------ Given text
Heckscher started out as a political conservative, but gradually became an economic liberal. He gradually took on many of the ideas that Adam Smith had outlined, especially around the notion of a harmonious economic system, this idea that you can actually have peaceful economic relations between different interests and different people, between companies and between countries.

The Wealth of Nations is a great anti-mercantilist tract…

Absolutely. The Wealth of Nations is first and foremost a book against mercantilism.

How does Smith deal with the issue of the nation? Does he just make the classic argument that free trade is of benefit to all sides, and therefore, effectively, concerns about the preservation of national character are an irrelevance, because trade is a way of preserving peace and benign relationships within countries and between them. Is that roughly how he would look at it?

Yes. He shared that with other Scottish Enlightenment philosophers who took a bottom-up view of society, basically assuming that an ordered society can be spontaneous and varied, rather than unitary and planned. But I wouldn’t say that Smith had a larger theory about nationalism or internationalism and he doesn’t challenge what I would say is the core plank of economic nationalism, namely nationalism. That is partly because nationalism wasn’t a fully developed idea in his time. Smith and others were more preoccupied by mercantilism and how it led to bad economic practices through imperialism and colonialism.

Adam Smith is one of the first economic anti-colonialists, one of the first to make a strong economic case against British imperialism and keeping the colonies. Smith was pretty good at demonstrating that the British Empire and imperialism were actually an economic cost. They didn’t benefit the welfare of Britain. But I don’t think he laid out an alternative vision of what society would look like without empires. He wasn’t a nationalist.

Let’s move on to Elie Kedourie’s Nationalism. Tell us a bit about his background and what this book adds to the story.

Kedourie was one of the first thinkers to really lay out what ‘nationalism’ was. Before Kedourie, and even since, academics have often treated nationalism either as a response to certain events, like broad technological developments and some version of modernity, or as something natural, almost God-given. Kedourie sets out a core, ideas-based definition of nationalism and describes how it grew in very special political circumstances.
------------
------ Records provided
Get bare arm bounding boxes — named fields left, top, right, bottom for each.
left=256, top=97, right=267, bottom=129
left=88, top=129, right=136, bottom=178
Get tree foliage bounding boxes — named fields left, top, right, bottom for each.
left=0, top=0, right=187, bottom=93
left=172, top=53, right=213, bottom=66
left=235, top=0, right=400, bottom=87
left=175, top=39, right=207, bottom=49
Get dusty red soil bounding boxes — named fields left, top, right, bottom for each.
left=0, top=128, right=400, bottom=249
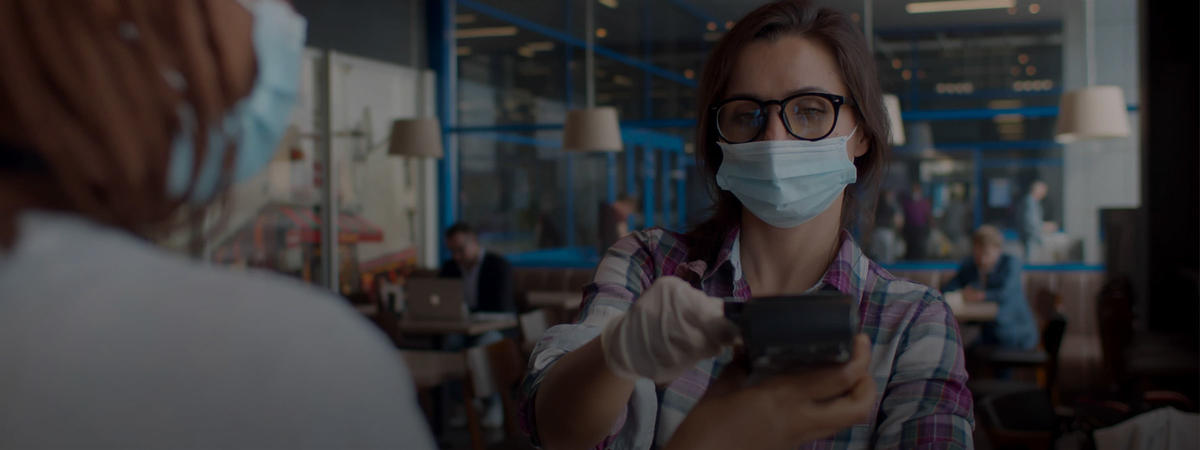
------------
# Tasks to complete:
1. Copy everything from "Heckscher started out" down to "look at it?" in the interview excerpt on Smith and nationalism, word for word.
2. Using the interview excerpt on Smith and nationalism, decide whether each statement agrees with it, answering yes or no and quoting the words that settle it: (a) Heckscher began as a political conservative. (b) Smith laid out an alternative vision of society without empires. (c) Kedourie treated nationalism as something natural, almost God-given.
3. Carry the interview excerpt on Smith and nationalism forward, picking up after its last sentence.

# Task results:
1.
Heckscher started out as a political conservative, but gradually became an economic liberal. He gradually took on many of the ideas that Adam Smith had outlined, especially around the notion of a harmonious economic system, this idea that you can actually have peaceful economic relations between different interests and different people, between companies and between countries.

The Wealth of Nations is a great anti-mercantilist tract…

Absolutely. The Wealth of Nations is first and foremost a book against mercantilism.

How does Smith deal with the issue of the nation? Does he just make the classic argument that free trade is of benefit to all sides, and therefore, effectively, concerns about the preservation of national character are an irrelevance, because trade is a way of preserving peace and benign relationships within countries and between them. Is that roughly how he would look at it?

2.
(a) Yes: "Heckscher started out as a political conservative"
(b) No: "But I don’t think he laid out an alternative vision of what society would look like without empires."
(c) No: "Kedourie sets out a core, ideas-based definition of nationalism and describes how it grew in very special political circumstances."

3.
This book is very much a history of ideas. It’s centred on this period in Germany, in the late 18th and 19th century, when many thinkers were working in the spirit of Immanuel Kant and his notion about individual self-determination and self-emancipation. Post-Kantians took those concepts into thinking about Germany and German society, and other European societies as well, especially France. And they came close to developing an idea about nationalism, which is basically the idea of nationalism that we have around us today. When we talk about nationalism, the way we define it, it basically comes down to how Kedourie defines its birth and growth in this period. It comes back to this idea that an individual can only become free, can only become himself or herself, if he or she is part of a natural collective, and that natural collective is the nation; a society itself can only be free if it is formed as a nation.

The state constructs to which many belonged to before the age of nationalism were often empires and sprawling kingdoms, and there were strong roles for non-nation institutions like the Catholic Church, which was much more internationalist than nationalist. Basically, what these nationalist thinkers wanted to do was to come up with an organic, metaphysical idea that freedom is only possible if you are part of a nation. If you’re not part of nation, you cannot be free, you cannot be yourself.

And is Kedourie highly critical of that? Does he set out to rubbish that or just describe it? To what extent is he sympathetic to it?

He’s not sympathetic to it at all. He’s very much against it, he’s very much against nationalism, not just as an idea, but as it manifested itself in many type of policies at the time when he was writing, which was from the 1950s to the 1980s. He had an interesting background himself. He was an Iraqi Jew, born in Baghdad. He later came to the UK, attended an Alliance française school and became a British citizen—so not exactly the CV of a nationalist. He was a famous professor at the London School of Economics and one who wasn’t afraid of courting controversy. He was the bête noire of those in the post-war and post-independence period who were sympathetic to nationalism, perhaps not in Britain but in the Arab world.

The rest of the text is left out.